(Raw data Opens)
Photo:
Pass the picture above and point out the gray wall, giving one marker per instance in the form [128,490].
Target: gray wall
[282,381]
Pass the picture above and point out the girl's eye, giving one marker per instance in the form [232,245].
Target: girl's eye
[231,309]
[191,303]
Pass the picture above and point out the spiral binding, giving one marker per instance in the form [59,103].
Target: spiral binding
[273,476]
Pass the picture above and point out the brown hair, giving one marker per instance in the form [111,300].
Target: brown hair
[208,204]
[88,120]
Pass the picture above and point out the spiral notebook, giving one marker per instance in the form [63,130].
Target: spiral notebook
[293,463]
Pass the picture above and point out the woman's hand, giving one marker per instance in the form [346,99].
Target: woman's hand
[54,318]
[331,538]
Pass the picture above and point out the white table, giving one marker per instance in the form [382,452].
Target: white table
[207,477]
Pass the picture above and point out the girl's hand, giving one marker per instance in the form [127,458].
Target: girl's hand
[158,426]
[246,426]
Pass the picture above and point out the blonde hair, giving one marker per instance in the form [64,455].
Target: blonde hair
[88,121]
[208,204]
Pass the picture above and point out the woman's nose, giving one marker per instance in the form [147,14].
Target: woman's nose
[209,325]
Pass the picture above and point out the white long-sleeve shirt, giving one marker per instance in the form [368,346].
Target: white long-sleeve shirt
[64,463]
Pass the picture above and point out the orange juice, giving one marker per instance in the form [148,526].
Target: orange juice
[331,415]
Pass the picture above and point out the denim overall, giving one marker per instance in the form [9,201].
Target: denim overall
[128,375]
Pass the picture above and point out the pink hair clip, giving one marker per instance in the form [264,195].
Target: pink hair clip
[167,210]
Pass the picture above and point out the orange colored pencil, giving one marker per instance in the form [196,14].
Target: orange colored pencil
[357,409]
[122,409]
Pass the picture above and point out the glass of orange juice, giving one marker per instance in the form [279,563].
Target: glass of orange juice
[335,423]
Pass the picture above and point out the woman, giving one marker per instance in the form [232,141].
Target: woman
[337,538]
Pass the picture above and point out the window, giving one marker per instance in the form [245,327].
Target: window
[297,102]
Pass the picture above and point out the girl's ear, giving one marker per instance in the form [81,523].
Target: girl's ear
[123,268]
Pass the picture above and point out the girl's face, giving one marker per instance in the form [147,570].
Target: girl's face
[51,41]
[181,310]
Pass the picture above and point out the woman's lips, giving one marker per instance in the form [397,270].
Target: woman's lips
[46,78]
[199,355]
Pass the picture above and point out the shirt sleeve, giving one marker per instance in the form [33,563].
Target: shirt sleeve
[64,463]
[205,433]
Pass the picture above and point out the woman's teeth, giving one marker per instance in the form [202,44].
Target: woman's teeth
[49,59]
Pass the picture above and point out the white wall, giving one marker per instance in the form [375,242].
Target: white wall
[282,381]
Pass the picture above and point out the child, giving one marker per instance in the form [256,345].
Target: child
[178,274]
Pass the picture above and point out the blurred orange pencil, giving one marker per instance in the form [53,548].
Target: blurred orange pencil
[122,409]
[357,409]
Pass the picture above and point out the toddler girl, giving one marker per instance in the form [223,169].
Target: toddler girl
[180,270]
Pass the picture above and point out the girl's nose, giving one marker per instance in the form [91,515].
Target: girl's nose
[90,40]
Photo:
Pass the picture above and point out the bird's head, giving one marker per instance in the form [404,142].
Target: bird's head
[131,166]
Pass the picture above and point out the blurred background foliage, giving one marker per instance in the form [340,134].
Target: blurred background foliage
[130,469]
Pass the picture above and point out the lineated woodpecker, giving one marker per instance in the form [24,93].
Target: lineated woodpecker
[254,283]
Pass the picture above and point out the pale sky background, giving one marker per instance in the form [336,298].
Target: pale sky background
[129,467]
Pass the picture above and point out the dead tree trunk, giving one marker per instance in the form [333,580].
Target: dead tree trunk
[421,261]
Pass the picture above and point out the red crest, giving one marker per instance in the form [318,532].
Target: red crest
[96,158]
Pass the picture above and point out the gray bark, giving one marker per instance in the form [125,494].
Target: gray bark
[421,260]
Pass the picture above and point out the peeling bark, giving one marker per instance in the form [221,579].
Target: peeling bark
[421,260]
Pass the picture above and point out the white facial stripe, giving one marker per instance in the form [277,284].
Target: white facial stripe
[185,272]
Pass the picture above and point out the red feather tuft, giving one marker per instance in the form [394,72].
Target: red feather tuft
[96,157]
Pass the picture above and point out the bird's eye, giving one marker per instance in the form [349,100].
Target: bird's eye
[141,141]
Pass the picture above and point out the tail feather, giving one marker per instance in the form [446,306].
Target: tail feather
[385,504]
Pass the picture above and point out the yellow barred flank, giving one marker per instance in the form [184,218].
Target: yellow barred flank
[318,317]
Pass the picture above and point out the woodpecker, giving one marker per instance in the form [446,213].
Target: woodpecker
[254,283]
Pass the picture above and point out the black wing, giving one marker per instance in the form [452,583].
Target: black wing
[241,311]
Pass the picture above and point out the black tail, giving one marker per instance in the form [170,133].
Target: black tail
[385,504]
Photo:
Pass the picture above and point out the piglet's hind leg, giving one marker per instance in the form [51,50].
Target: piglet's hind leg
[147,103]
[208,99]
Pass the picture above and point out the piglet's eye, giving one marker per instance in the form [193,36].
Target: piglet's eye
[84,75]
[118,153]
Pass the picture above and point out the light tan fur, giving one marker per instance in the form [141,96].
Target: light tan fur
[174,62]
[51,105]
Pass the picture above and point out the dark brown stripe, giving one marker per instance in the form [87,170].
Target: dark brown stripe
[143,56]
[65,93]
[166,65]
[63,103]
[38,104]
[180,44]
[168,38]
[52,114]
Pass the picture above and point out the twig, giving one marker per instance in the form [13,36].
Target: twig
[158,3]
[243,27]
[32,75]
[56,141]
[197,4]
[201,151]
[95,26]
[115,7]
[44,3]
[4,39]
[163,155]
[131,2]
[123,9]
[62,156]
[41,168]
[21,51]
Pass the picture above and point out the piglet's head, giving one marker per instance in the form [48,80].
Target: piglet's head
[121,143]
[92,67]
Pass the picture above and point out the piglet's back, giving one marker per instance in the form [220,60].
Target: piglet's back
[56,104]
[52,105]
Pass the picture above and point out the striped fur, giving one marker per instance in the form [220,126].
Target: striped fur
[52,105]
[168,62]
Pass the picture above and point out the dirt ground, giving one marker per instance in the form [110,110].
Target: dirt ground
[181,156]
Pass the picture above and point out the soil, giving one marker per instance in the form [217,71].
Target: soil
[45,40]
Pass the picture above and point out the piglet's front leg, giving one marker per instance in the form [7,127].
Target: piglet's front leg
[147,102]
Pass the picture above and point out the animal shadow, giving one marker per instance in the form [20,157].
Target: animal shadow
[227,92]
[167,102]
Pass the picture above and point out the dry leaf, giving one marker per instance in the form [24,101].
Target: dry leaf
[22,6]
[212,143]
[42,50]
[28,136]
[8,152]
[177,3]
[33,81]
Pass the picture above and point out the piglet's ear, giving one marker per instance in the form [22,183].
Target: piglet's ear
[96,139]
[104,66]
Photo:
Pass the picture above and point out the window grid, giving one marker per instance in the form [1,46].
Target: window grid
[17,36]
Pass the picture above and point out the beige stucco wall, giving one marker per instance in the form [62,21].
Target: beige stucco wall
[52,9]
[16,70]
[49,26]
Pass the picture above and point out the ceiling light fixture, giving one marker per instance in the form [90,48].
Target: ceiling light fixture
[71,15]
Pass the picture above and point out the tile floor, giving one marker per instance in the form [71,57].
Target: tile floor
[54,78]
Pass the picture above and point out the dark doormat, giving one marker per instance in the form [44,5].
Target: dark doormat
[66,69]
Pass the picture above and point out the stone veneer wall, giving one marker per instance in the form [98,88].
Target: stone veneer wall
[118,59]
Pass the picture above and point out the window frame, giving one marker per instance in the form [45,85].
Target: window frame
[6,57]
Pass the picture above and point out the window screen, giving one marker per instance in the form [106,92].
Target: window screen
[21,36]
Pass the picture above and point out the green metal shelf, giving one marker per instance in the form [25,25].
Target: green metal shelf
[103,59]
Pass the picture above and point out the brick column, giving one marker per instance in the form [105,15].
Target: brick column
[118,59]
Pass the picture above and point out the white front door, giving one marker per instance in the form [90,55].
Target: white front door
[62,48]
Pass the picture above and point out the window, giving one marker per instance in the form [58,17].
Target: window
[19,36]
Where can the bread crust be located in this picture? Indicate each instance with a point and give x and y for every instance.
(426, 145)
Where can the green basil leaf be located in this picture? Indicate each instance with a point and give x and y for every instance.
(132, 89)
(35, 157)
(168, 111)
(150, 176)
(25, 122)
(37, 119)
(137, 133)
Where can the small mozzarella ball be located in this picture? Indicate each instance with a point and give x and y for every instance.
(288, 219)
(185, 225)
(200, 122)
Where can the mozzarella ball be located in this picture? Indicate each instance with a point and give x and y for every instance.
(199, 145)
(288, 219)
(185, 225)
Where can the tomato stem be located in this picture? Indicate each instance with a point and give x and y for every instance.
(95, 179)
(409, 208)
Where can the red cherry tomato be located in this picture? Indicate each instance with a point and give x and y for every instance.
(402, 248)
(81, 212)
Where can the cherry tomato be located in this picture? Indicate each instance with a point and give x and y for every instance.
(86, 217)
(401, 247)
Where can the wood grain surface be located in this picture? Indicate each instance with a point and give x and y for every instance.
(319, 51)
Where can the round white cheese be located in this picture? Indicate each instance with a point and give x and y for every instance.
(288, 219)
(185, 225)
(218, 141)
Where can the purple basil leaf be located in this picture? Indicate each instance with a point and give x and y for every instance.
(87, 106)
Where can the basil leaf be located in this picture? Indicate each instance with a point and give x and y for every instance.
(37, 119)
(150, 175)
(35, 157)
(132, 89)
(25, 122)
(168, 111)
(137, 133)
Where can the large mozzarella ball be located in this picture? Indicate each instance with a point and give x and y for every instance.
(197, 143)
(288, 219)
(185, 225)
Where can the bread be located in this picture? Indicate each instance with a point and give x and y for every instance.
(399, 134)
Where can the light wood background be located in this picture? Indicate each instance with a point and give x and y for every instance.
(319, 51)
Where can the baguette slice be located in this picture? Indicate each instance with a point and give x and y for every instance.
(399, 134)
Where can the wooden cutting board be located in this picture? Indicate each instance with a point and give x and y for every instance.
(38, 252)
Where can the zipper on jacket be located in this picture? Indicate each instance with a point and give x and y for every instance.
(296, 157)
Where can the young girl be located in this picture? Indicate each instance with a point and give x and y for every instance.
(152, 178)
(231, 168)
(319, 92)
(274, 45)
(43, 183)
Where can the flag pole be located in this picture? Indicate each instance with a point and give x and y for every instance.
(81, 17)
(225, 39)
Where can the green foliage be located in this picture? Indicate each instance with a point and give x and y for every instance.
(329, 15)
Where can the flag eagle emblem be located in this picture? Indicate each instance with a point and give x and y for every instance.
(Raw data Closes)
Your assignment:
Beginning at the line with "Pass the picture above and point out the shirt" and stopping after the line with "Pass the picture above and point out the white wall, giving", please write out every line of the data above exactly and nothing else.

Task output:
Pass the picture above and point out the shirt sleeve, giving one marker per instance in the form [33,563].
Target: shirt sleeve
[64,463]
[205,433]
Pass the picture above and point out the woman's teeth, giving one marker per instance in the form [202,44].
Target: woman's teeth
[49,59]
Pass the picture above and point out the white wall, giving one marker per instance in the form [375,242].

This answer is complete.